+++ Records to use

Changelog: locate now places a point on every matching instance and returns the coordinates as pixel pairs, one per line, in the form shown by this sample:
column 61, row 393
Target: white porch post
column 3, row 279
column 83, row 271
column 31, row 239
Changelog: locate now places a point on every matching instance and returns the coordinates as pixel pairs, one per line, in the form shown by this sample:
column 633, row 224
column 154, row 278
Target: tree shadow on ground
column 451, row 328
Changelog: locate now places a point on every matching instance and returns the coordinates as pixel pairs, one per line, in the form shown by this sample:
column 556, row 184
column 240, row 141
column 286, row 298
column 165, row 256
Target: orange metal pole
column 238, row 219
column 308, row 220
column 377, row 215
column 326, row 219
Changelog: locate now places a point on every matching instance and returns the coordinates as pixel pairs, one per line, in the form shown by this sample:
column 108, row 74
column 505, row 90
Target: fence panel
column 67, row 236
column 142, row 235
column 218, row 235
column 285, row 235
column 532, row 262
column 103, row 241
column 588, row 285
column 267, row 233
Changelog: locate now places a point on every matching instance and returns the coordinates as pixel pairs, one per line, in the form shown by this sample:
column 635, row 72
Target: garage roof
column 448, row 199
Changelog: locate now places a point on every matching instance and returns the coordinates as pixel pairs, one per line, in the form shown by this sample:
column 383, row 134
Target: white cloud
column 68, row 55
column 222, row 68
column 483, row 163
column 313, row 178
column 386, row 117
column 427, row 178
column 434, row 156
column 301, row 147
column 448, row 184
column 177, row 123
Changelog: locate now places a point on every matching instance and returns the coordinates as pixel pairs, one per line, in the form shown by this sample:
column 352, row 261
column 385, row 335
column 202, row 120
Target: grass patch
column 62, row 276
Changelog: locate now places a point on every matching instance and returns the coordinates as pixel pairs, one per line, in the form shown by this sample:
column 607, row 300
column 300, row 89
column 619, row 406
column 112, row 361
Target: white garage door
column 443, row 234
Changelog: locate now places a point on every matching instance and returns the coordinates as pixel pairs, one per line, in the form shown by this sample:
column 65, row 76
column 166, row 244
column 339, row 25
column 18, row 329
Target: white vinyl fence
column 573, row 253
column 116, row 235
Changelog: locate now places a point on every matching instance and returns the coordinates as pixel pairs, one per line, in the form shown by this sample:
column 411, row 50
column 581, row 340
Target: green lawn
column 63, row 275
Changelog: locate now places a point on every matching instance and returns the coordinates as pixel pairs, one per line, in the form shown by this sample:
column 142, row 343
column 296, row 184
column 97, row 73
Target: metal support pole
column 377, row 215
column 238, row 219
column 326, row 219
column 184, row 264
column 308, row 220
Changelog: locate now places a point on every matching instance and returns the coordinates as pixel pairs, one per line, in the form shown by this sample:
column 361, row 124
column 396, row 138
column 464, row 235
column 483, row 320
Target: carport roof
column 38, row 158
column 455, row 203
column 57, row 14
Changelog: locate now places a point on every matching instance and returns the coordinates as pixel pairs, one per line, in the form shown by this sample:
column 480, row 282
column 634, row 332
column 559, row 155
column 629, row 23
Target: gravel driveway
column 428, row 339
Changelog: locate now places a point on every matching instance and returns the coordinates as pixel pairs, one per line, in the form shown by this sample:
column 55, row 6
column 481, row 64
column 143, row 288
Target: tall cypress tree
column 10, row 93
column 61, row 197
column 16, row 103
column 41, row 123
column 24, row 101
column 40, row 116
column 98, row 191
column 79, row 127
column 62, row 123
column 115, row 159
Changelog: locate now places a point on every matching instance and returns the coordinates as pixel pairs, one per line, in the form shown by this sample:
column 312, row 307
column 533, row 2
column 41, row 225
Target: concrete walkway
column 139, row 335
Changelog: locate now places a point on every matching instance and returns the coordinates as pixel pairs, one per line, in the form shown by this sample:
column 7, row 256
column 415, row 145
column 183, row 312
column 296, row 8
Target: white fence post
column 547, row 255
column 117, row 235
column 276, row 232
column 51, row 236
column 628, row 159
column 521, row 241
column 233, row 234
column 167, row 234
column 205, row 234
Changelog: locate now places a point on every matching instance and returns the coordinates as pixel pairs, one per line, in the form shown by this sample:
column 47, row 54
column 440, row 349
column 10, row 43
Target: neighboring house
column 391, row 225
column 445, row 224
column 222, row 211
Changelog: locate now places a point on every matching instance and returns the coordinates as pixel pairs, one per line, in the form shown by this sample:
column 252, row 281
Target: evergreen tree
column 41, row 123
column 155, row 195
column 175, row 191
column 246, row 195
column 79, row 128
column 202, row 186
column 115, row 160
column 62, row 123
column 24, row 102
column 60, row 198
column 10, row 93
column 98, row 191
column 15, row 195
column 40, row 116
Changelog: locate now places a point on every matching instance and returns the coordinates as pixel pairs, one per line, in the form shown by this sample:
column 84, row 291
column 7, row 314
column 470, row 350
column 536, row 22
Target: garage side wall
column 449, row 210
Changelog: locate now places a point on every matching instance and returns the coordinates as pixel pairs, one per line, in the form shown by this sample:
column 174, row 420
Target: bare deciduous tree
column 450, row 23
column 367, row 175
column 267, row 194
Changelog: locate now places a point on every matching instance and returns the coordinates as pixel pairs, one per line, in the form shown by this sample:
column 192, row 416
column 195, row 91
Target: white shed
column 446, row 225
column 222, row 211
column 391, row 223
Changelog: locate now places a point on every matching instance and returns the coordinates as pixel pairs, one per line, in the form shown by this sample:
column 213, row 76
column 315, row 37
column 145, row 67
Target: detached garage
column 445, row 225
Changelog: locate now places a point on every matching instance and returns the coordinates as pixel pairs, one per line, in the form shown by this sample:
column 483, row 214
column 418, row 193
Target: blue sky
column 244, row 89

++++++

Whatever appears in the material must be set down again, word for word.

» Written reply:
Changelog: locate now places a point on every matching instance and returns the coordinates as pixel pairs, one per line, in the form shown by this sample:
column 61, row 393
Target: white porch post
column 3, row 279
column 83, row 271
column 31, row 239
Changelog: locate now places a point on every matching instance and returns the coordinates as pixel pairs, one per line, in the form shown by this sample:
column 633, row 224
column 154, row 278
Target: tree shadow on ground
column 451, row 328
Changelog: locate now places a point on every matching instance and returns the coordinates as pixel pairs, one per line, in the form shown by this sample:
column 556, row 184
column 240, row 141
column 286, row 298
column 165, row 256
Target: orange metal pole
column 238, row 219
column 308, row 220
column 377, row 215
column 326, row 219
Changelog: locate now places a point on every matching instance and returns the coordinates as pixel pairs, one per line, in the form shown by this sample:
column 108, row 74
column 505, row 90
Target: fence panel
column 67, row 236
column 142, row 235
column 218, row 235
column 285, row 235
column 532, row 262
column 103, row 241
column 588, row 285
column 267, row 233
Changelog: locate now places a point on every matching instance and returns the coordinates as pixel pairs, one per line, in the form shown by this sample:
column 635, row 72
Target: garage roof
column 448, row 199
Changelog: locate now places a point on every matching instance and returns the coordinates as pixel pairs, one per line, in the form shown by this sample:
column 383, row 134
Target: white cloud
column 68, row 55
column 222, row 68
column 483, row 163
column 313, row 178
column 386, row 117
column 427, row 178
column 434, row 156
column 301, row 147
column 448, row 184
column 177, row 123
Changelog: locate now places a point on every matching instance and returns the coordinates as pixel pairs, one per line, in the form shown by this sample:
column 352, row 261
column 385, row 335
column 202, row 120
Target: grass patch
column 62, row 276
Changelog: locate now places a point on every matching instance and returns the coordinates as pixel pairs, one per line, in the form shown by this sample:
column 607, row 300
column 300, row 89
column 619, row 406
column 112, row 361
Target: white garage door
column 443, row 234
Changelog: locate now places a point on every matching instance and returns the coordinates as pixel pairs, one per line, in the form shown by this sample:
column 65, row 76
column 166, row 244
column 339, row 25
column 18, row 329
Target: white vinyl fence
column 573, row 253
column 116, row 235
Changelog: locate now places a point on every matching instance and returns the coordinates as pixel pairs, one per line, in the form shown by this sample:
column 411, row 50
column 581, row 340
Target: green lawn
column 63, row 275
Changelog: locate now places a point on every matching instance and returns the coordinates as pixel pairs, one per line, in the form shown by this sample:
column 142, row 343
column 296, row 184
column 97, row 73
Target: metal support pole
column 377, row 215
column 238, row 219
column 326, row 219
column 184, row 264
column 308, row 220
Changelog: locate now places a point on every matching instance and returns the coordinates as pixel pairs, one per line, in the form shown by this sample:
column 361, row 124
column 396, row 138
column 464, row 235
column 483, row 320
Target: carport roof
column 38, row 158
column 455, row 203
column 57, row 14
Changelog: locate now places a point on every matching instance and returns the coordinates as pixel pairs, one per line, in the form shown by this sample:
column 480, row 282
column 634, row 332
column 559, row 155
column 629, row 23
Target: gravel driveway
column 428, row 339
Changelog: locate now places a point on every matching instance and returns the coordinates as pixel pairs, one per line, in the form shown by this sample:
column 55, row 6
column 481, row 64
column 143, row 288
Target: tall cypress tree
column 10, row 93
column 61, row 197
column 16, row 103
column 41, row 123
column 24, row 101
column 40, row 116
column 98, row 191
column 79, row 127
column 62, row 123
column 115, row 159
Changelog: locate now places a point on every matching instance and returns the coordinates as pixel pairs, one per line, in the form shown by this sample:
column 312, row 307
column 533, row 2
column 41, row 225
Target: concrete walkway
column 139, row 335
Changelog: locate now places a point on every matching instance and returns the coordinates as pixel pairs, one per line, in the form shown by this sample:
column 7, row 256
column 415, row 145
column 183, row 312
column 296, row 8
Target: white fence post
column 547, row 255
column 117, row 235
column 276, row 232
column 51, row 236
column 628, row 159
column 521, row 241
column 233, row 234
column 167, row 234
column 205, row 234
Changelog: locate now places a point on every matching instance and returns the coordinates as pixel pairs, one per line, in the form shown by this sample:
column 47, row 54
column 440, row 349
column 10, row 43
Target: neighboring house
column 391, row 225
column 445, row 224
column 222, row 211
Changelog: locate now places a point on every matching instance and returns the coordinates as pixel pairs, one per line, in the form shown by this sample:
column 252, row 281
Target: evergreen tree
column 41, row 123
column 155, row 195
column 175, row 191
column 246, row 195
column 79, row 128
column 202, row 186
column 115, row 160
column 62, row 123
column 24, row 102
column 60, row 198
column 10, row 93
column 98, row 191
column 15, row 195
column 40, row 116
Changelog: locate now places a point on every matching instance and returns the coordinates as pixel pairs, one per line, in the form shown by this sample:
column 84, row 291
column 7, row 314
column 470, row 350
column 536, row 22
Target: garage side wall
column 449, row 210
Changelog: locate now places a point on every matching instance and returns the coordinates as pixel pairs, one per line, in the form shown by this sample:
column 174, row 420
Target: bare deciduous tree
column 450, row 23
column 367, row 175
column 267, row 194
Changelog: locate now places a point on every matching instance and returns the coordinates as pixel pairs, one per line, in the form shown by this sample:
column 192, row 416
column 195, row 91
Target: white shed
column 446, row 225
column 222, row 211
column 391, row 223
Changelog: locate now places a point on every matching instance and returns the coordinates as pixel pairs, one per line, in the form shown by this sample:
column 213, row 76
column 315, row 37
column 145, row 67
Target: detached garage
column 445, row 225
Changelog: locate now places a point on every matching instance and returns the coordinates as pixel pairs, one per line, in the form shown by this sample:
column 483, row 214
column 418, row 193
Target: blue sky
column 244, row 89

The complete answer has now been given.